-- START OF DATA SECTION --

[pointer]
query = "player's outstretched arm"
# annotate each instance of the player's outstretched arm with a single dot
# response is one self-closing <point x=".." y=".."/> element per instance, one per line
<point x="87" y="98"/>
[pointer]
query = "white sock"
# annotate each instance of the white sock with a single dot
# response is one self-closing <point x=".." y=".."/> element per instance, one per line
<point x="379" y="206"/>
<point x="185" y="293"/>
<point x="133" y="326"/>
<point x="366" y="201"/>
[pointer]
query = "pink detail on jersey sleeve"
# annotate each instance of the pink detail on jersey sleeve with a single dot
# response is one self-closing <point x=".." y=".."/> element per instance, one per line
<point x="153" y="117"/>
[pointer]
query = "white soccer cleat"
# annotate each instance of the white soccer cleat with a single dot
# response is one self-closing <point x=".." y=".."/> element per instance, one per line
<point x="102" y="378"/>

-- END OF DATA SECTION --

▸ **DESCRIPTION OF THE TASK**
Give the data above as a Markdown table with one row per line, leaving out blank lines. Use a column named "Number" for the row number and a column named "Content" for the line.

▸ **EXERCISE ANSWER**
| Number | Content |
|---|---|
| 1 | [pointer] |
| 2 | query = "player's outstretched arm" |
| 3 | # annotate each instance of the player's outstretched arm with a single dot |
| 4 | # response is one self-closing <point x=".." y=".."/> element per instance, one per line |
| 5 | <point x="87" y="98"/> |
| 6 | [pointer] |
| 7 | query = "white sock" |
| 8 | # annotate each instance of the white sock with a single dot |
| 9 | # response is one self-closing <point x=".." y=".."/> element per instance, one per line |
| 10 | <point x="379" y="206"/> |
| 11 | <point x="185" y="293"/> |
| 12 | <point x="133" y="326"/> |
| 13 | <point x="366" y="201"/> |
| 14 | [pointer] |
| 15 | query = "pink detail on jersey sleeve" |
| 16 | # annotate each instance of the pink detail on jersey sleeve with a single dot |
| 17 | # response is one self-closing <point x=".." y=".."/> element per instance, one per line |
| 18 | <point x="153" y="117"/> |
| 19 | [pointer] |
| 20 | query = "white soccer cleat" |
| 21 | # annotate each instance of the white soccer cleat with a single dot |
| 22 | # response is one self-closing <point x=".." y=".."/> element per instance, one per line |
| 23 | <point x="102" y="378"/> |